Begin SUPPLIED DATA

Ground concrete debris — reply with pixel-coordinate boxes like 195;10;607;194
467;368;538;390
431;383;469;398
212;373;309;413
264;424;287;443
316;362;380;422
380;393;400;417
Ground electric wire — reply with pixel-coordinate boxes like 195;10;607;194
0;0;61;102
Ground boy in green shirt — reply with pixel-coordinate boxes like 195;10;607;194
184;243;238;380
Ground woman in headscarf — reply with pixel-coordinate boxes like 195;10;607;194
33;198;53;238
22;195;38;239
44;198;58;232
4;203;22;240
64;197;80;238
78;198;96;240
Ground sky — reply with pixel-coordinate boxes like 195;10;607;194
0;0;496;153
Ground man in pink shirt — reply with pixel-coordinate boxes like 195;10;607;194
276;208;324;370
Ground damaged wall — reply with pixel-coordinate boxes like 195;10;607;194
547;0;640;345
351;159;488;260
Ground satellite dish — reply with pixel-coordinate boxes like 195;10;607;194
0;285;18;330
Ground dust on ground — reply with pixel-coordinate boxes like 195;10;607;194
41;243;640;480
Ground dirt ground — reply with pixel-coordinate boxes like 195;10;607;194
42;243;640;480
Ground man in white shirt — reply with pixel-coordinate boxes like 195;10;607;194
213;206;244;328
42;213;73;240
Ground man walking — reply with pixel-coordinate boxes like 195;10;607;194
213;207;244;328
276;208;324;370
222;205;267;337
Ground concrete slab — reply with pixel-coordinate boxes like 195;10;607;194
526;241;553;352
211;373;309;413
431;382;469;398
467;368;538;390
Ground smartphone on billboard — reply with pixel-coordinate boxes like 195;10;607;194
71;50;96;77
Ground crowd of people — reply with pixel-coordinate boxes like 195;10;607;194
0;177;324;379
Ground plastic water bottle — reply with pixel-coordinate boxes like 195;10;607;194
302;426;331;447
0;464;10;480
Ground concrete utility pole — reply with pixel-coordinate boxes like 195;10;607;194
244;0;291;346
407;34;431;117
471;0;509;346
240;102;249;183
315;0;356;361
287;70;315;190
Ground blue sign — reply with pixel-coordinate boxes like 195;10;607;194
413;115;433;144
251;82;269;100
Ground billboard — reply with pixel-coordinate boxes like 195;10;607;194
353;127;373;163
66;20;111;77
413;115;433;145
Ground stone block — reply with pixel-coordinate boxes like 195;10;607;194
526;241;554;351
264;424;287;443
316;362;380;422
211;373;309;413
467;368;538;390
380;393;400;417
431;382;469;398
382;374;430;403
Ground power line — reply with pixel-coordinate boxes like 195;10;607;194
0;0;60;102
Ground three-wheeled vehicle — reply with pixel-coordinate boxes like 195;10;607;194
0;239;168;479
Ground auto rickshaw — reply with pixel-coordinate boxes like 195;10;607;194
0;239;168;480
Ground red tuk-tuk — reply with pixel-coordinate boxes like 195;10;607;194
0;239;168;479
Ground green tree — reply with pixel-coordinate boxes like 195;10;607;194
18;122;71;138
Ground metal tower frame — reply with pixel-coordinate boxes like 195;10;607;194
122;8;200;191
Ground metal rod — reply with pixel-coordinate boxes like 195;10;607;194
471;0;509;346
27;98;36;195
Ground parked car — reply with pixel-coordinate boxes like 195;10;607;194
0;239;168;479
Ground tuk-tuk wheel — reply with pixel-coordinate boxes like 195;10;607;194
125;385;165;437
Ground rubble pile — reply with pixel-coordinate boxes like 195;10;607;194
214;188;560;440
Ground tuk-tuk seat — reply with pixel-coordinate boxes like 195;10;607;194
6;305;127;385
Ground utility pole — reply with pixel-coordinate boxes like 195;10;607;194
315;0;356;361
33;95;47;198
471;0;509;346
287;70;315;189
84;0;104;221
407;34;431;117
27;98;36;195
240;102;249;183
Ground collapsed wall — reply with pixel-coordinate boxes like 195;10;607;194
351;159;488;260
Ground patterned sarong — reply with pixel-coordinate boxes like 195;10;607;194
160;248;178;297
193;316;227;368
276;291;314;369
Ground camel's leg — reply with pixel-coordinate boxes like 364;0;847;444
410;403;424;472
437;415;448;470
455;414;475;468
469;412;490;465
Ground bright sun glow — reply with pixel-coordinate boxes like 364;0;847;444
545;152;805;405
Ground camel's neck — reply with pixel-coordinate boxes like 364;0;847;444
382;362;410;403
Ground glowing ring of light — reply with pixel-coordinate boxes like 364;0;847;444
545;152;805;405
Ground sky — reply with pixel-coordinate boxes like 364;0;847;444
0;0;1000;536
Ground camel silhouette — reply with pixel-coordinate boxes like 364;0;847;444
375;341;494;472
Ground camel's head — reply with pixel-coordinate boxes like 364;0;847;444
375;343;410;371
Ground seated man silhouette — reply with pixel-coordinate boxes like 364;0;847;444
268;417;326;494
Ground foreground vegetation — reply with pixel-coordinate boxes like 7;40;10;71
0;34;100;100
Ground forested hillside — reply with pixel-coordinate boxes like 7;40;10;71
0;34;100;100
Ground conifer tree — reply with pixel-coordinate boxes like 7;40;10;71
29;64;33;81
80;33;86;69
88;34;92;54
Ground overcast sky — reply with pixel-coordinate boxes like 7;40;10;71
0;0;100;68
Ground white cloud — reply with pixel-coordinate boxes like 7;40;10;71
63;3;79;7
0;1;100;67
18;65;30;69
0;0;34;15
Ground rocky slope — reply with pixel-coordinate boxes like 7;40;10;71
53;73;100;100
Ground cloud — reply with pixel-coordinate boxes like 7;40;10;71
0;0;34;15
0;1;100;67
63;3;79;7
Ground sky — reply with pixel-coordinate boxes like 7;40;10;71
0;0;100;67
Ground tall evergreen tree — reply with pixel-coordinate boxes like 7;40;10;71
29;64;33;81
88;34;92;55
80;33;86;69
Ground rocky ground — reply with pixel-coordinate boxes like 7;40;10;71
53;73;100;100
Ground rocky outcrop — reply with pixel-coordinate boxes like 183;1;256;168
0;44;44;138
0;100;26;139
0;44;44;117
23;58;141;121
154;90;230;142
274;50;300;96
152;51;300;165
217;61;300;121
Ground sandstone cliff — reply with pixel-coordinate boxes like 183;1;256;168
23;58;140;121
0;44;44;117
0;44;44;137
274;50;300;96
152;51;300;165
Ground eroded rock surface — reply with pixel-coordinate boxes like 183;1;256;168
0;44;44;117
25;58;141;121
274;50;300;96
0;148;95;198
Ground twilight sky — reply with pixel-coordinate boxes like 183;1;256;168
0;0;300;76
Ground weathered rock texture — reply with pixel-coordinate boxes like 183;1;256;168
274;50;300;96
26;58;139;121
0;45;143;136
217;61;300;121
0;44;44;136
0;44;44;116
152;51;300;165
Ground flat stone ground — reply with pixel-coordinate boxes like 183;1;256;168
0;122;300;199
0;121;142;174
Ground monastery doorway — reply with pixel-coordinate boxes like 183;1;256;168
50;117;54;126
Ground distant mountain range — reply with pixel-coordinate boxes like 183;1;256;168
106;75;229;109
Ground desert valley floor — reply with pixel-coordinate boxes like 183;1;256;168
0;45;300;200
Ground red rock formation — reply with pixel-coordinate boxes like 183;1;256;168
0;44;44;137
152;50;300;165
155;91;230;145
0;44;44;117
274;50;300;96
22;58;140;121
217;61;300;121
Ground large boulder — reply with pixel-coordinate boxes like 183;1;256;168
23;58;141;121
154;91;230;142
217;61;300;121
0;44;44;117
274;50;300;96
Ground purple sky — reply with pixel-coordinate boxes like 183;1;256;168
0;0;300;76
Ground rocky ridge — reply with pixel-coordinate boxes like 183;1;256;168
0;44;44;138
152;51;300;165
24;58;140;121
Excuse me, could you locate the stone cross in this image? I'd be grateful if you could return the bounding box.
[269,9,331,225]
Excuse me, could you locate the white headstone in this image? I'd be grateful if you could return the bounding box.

End SUPPLIED DATA

-- STATED GOAL --
Reproduce the data without changes, from its first line through the line that contains "222;205;267;337", with both of those lines included.

-- EXERCISE SOLUTION --
Ground concrete debris — reply with pixel-coordinate boxes like 195;10;607;194
467;368;538;390
431;383;469;398
212;373;309;413
264;424;287;443
316;362;380;422
380;393;400;417
Ground electric wire — reply with pixel-coordinate boxes like 195;10;607;194
0;0;61;102
Ground boy in green shirt — reply with pixel-coordinate boxes like 195;10;607;194
184;243;238;380
Ground woman in headscarf — reply with pixel-coordinate boxes like 195;10;607;194
33;198;53;238
22;195;38;239
44;198;58;232
4;203;22;240
64;197;80;238
78;198;96;240
Ground sky — reply with pixel-coordinate boxes like 195;10;607;194
0;0;496;153
Ground man in pink shirt — reply with pixel-coordinate boxes like 195;10;607;194
276;208;324;370
Ground damaged wall — reply with pixel-coordinate boxes like 195;10;607;194
547;0;640;345
351;159;488;260
Ground satellite dish — reply with pixel-coordinate boxes like 195;10;607;194
0;285;18;330
Ground dust on ground — reply with pixel-coordinate boxes like 195;10;607;194
41;243;640;480
Ground dirt ground — reply with pixel-coordinate boxes like 195;10;607;194
42;243;640;480
Ground man in white shirt — reply with pixel-coordinate boxes like 195;10;607;194
213;206;244;328
42;213;73;240
Ground man walking — reply with pixel-coordinate boxes like 195;10;607;194
213;207;244;328
276;208;324;370
222;205;267;337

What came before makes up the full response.